- _Task statement_
Reproduce everything from the line containing "the wooden bench;" down to the end of the entries, both ends included, requests and all, and nothing else. In the answers, multiply every point coordinate by 0.5 and round to whole numbers, with halves rounded up.

- _Data rows_
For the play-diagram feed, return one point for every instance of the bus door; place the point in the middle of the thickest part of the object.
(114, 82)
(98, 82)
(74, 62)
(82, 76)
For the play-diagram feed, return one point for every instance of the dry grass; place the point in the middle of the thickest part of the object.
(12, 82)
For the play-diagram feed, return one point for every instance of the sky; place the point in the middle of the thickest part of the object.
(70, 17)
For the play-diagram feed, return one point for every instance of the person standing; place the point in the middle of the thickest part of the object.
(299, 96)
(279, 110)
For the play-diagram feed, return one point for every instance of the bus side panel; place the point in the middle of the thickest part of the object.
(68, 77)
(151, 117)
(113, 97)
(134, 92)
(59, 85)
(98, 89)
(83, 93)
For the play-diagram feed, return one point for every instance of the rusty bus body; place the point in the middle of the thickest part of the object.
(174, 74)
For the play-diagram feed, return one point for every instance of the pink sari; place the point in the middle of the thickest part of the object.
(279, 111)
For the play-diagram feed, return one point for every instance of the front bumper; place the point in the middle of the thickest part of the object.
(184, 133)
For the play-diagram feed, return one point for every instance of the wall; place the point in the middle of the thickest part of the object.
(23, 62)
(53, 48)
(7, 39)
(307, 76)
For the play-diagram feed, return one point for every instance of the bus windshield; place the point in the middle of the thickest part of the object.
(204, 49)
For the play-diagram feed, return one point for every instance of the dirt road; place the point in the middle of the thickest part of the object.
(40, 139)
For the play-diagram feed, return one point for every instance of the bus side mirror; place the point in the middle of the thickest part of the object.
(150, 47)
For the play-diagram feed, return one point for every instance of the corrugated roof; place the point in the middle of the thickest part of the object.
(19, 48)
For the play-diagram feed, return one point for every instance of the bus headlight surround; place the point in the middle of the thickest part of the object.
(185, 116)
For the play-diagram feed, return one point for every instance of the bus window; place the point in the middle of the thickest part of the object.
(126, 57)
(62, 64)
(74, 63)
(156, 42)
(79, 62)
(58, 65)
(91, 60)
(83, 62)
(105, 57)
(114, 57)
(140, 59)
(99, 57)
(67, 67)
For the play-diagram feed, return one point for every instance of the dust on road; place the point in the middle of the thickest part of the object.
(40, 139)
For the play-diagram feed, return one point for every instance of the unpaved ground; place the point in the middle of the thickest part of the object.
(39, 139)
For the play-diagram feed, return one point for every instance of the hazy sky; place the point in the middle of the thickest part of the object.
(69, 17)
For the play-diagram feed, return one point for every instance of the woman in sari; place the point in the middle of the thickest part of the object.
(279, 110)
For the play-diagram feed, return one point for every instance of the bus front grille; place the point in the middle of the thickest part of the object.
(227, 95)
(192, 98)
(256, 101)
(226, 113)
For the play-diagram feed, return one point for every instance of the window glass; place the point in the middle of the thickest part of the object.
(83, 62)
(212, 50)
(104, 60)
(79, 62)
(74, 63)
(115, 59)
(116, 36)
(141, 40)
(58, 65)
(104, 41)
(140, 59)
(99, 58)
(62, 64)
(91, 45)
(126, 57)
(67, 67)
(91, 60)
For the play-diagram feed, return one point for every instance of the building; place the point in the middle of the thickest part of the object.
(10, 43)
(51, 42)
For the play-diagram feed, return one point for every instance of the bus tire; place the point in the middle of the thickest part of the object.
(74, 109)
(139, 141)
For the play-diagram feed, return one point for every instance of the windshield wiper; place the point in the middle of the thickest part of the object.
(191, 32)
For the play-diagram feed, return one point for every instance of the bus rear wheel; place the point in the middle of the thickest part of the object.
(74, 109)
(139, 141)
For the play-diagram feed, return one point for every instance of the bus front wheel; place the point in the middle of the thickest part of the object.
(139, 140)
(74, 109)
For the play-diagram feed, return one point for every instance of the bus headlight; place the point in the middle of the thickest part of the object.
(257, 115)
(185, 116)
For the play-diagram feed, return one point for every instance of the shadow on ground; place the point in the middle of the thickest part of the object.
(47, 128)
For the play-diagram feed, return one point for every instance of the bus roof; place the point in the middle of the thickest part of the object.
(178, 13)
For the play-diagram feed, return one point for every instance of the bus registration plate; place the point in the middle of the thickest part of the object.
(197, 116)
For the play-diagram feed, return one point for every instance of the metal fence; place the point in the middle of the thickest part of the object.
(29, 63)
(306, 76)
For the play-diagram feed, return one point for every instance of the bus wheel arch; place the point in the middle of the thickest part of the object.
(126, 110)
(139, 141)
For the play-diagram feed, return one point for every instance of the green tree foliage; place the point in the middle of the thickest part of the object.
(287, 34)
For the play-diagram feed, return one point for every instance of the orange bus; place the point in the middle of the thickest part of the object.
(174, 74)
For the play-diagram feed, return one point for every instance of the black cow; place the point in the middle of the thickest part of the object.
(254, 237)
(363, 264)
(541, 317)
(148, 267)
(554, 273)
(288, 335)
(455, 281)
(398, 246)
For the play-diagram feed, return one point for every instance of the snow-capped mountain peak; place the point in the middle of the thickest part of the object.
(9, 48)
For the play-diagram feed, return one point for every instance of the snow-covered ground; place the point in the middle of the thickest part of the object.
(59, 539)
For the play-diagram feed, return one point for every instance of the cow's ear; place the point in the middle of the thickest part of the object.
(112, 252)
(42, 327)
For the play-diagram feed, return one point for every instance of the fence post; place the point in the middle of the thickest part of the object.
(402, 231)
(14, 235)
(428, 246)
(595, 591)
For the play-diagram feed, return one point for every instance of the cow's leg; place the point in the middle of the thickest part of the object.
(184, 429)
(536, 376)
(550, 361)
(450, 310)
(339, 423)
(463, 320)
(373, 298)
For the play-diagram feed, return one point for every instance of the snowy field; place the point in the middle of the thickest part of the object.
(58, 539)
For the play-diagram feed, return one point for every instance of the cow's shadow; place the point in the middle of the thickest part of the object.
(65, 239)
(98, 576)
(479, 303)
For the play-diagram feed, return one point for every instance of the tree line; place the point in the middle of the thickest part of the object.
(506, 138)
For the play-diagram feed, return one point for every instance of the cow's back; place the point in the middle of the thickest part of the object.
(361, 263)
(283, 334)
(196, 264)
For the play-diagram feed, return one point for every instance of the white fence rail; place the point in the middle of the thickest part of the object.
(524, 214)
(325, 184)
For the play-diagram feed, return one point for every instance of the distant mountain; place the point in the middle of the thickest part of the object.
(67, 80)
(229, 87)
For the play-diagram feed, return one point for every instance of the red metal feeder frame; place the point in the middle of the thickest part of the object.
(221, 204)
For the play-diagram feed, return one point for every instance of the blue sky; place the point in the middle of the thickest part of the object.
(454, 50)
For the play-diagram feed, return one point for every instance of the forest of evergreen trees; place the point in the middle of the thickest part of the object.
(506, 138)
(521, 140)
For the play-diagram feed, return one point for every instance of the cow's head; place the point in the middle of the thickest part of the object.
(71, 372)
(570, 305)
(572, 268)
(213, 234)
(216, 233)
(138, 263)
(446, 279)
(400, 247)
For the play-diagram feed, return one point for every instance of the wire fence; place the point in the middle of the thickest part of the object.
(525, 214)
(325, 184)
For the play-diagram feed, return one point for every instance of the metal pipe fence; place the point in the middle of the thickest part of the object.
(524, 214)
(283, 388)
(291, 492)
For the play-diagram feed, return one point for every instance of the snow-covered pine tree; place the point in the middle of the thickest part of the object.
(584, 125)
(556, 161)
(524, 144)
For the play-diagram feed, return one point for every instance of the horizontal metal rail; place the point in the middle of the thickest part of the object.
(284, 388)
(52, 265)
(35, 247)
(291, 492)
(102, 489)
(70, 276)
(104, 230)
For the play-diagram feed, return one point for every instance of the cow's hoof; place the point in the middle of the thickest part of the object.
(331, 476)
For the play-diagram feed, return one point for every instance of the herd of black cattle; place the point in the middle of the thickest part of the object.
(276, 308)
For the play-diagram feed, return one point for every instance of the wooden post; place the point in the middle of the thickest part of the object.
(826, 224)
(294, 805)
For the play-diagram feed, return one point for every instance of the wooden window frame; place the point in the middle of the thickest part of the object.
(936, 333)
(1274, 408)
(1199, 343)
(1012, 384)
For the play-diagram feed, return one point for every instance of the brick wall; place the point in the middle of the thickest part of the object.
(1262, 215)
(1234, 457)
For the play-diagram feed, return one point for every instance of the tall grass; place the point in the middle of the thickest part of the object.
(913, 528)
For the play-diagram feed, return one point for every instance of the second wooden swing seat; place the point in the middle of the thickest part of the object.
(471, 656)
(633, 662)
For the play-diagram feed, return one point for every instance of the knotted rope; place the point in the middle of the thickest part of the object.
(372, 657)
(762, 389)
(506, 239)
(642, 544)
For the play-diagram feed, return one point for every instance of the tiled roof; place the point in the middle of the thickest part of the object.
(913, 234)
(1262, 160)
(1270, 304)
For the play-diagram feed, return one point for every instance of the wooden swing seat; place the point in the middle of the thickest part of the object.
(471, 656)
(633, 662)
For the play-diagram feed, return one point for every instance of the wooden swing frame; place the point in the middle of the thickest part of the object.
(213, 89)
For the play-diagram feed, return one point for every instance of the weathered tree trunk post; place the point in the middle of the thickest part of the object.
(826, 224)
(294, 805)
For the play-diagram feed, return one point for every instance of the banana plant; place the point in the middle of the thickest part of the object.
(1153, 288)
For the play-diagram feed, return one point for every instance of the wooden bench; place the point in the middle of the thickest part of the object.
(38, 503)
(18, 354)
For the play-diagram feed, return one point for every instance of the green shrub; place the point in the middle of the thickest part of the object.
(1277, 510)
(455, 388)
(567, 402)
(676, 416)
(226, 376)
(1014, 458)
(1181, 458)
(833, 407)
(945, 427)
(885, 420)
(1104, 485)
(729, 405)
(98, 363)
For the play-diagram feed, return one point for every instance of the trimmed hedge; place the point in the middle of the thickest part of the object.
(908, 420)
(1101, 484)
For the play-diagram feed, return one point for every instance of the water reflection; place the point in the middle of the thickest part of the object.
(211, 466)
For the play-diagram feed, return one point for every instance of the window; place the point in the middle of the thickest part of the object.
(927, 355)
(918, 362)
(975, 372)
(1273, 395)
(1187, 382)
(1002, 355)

- _The output_
For the play-diagram feed, return one point for every instance of the wooden bench; place the point in the middle of the thickest part of the object.
(19, 252)
(9, 177)
For the play-diagram feed, return one point for every instance of the green shrub; place the point in the middle of the thickest part of the object.
(639, 255)
(228, 194)
(284, 201)
(338, 208)
(113, 188)
(507, 229)
(591, 229)
(417, 204)
(473, 214)
(443, 210)
(552, 243)
(365, 203)
(49, 182)
For the play-diagram feed, return one point for every instance of the trimmed hedge; place the point in the middle of the thickest part of the object.
(454, 210)
(551, 242)
For the play-diagram feed, return one point for every instance of the water reflection; place the point in the middle of the thickest part of the object.
(106, 233)
For the play-diagram feed, return one point for every instance of the window; place the point in the middle of the thickest part of the object.
(464, 178)
(459, 181)
(488, 186)
(637, 198)
(594, 191)
(501, 178)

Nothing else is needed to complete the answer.